§ Texto extraído
▼

"Los conciertos económicos no son fáciles de justificar. Al menos,
mientras esperemos argumentos políticos, públicos, susceptibles de ser
atendidos por todos. El «a mí me conviene», el egoísmo, puede ser un
incentivo, pero nunca un principio moral. Cuando escarbamos en la
palabrería de sus defensores encontramos cuatro argumentos: no suponen
privilegios; están consagrados en la Constitución; no hay problemas con
el concepto, sino, si acaso, con su aplicación; tienen profundas raíces
históricas.
El primer argumento es poco compatible con los datos. Según
uno de los más competentes analistas de estas cosas, Ángel de la Fuente,
«la financiación por habitante del País Vasco es superior en un 60% a
la media de las regiones de régimen común a igualdad de competencias y
la situación no es muy distinta en Navarra».
Sean cuales sean los datos,
es de suponer que quienes alegan que no suponen privilegios, en tanto
comprometidos implícitamente con la igualdad, no tendrían inconveniente
en renunciar al trato diferencial, el modo más sencillo de apostar por
la igualdad. Pero no parece.
La apelación a la Constitución, con
independencia de que produce dentera escuchada en ciertas bocas, invita a
pensar que estarían dispuestos a aceptar su desaparición, siempre que
se realizara mediante los procedimientos que la ley contempla. Tampoco
parece.
Aún sirve menos la tesis de que es un simple método de cálculo:
un método que regularmente propicia resultados injustos es un mal
método.
Al final, solo queda el último argumento, también débil. Que
algo haya sucedido no es razón para que siga existiendo. La emancipación
humana consiste en tomarse en serio que la historia no justifica nada.
Pero los problemas que plantean los regímenes especiales son más
hondos que la falta de justificación normativa. Constituyen una fuente
de inestabilidad para la democracia. Por varias razones. La fundamental
es que no cabe su generalización. Sucede con los privilegios, que no
están abiertos a todos.
En este caso es todavía peor, porque para que
unos puedan disfrutar de la situación especial se les ha de negar a los
demás. Para que los privilegiados no contribuyan otros han de contribuir
algo más. Una mayor pobreza (media) de los demás es la condición de su
riqueza.
A partir de ahí los problemas se multiplican. La simple posibilidad de
una situación fiscal especial invita a levantar el brazo y pedir turno.
Según parece, Miquel Roca rechazó la posibilidad de disponer de algo
parecido al cupo. Da lo mismo. La réplica de patio de colegio «haberlo
dicho antes» –a la altura del «Santa Rita, Rita»– pudo servir un tiempo,
pero tiene poco vuelo.

▲

§ Instrucción escrita A
Reescribe el fragmento del texto sobre los conciertos económicos que empieza en "Según parece, Miquel" y termina en "tiene poco vuelo.", sustituyendo "patio de colegio" por "recreo escolar".
§ Instrucción escrita B
Continúa el texto sobre los conciertos económicos a partir de la última oración que aparece.
No hace falta consultar los registros.

§ Registros del conjunto
▼

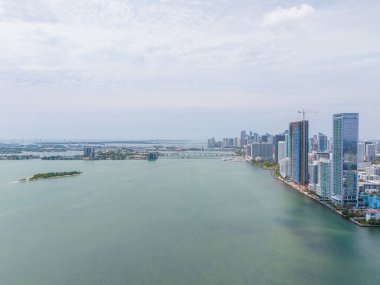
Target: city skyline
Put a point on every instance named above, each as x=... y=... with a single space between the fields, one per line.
x=184 y=69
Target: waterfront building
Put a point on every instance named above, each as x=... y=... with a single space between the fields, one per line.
x=323 y=188
x=345 y=162
x=372 y=215
x=321 y=155
x=262 y=151
x=281 y=150
x=243 y=138
x=211 y=143
x=276 y=140
x=287 y=143
x=298 y=151
x=322 y=142
x=329 y=144
x=248 y=151
x=313 y=176
x=236 y=142
x=285 y=167
x=89 y=151
x=370 y=152
x=264 y=138
x=361 y=152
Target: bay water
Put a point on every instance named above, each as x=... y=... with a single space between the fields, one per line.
x=172 y=222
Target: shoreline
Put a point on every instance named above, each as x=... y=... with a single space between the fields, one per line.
x=29 y=179
x=300 y=190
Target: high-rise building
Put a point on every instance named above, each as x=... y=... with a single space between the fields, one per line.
x=370 y=152
x=285 y=167
x=345 y=158
x=243 y=138
x=324 y=178
x=298 y=151
x=276 y=140
x=262 y=151
x=329 y=144
x=211 y=143
x=287 y=143
x=322 y=142
x=281 y=151
x=313 y=175
x=361 y=152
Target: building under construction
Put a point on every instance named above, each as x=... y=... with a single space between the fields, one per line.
x=298 y=151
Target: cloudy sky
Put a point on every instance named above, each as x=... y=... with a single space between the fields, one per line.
x=114 y=69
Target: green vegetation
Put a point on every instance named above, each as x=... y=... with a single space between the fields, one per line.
x=47 y=175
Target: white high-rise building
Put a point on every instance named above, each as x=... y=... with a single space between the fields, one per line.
x=281 y=150
x=323 y=188
x=370 y=152
x=361 y=152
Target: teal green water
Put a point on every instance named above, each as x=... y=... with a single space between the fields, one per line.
x=172 y=222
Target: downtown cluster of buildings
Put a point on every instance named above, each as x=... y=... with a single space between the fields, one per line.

▲

§ Resultado A
Según parece, Miquel Roca rechazó la posibilidad de disponer de algo
parecido al cupo. Da lo mismo. La réplica de recreo escolar «haberlo
dicho antes» –a la altura del «Santa Rita, Rita»– pudo servir un tiempo,
pero tiene poco vuelo.

§ Resultado B
Roto el compromiso con la igualdad, la
inestabilidad está asegurada y los conflictos proliferan. En primer
lugar, entre todos los españoles, cuando asoma esa perversa retórica del
«no me sale a cuenta convivir con los demás», que atenta contra el
ideal de ciudadanía, de una comunidad de justicia y decisión y, desde
luego, invitaría a olvidarnos, para empezar, de niños, ancianos o
discapacitados.
También, entre las distintas comunidades, entregadas a
carreras posicionales, a entender sus relaciones como un juego de suma
cero: yo solo gano si tú pierdes. No hay mejor testimonio, ni más
obsceno, que la condena porque sí del «café para todos», así, sin más
argumentos. Y, todavía más, también provocan conflictos entre
nacionalistas.
Los nacionalistas podrán organizar muchas galeuscas y
fotografiarse juntos, pero tendrán difíciles dos cosas: entenderse en
una lengua que no sea la común y elaborar un proyecto fiscal compartido.
Los nacionalistas vascos lo último que quieren es que Cataluña acceda a
su situación. Y los gallegos, aún menos. Que las cuentas no salen. (...)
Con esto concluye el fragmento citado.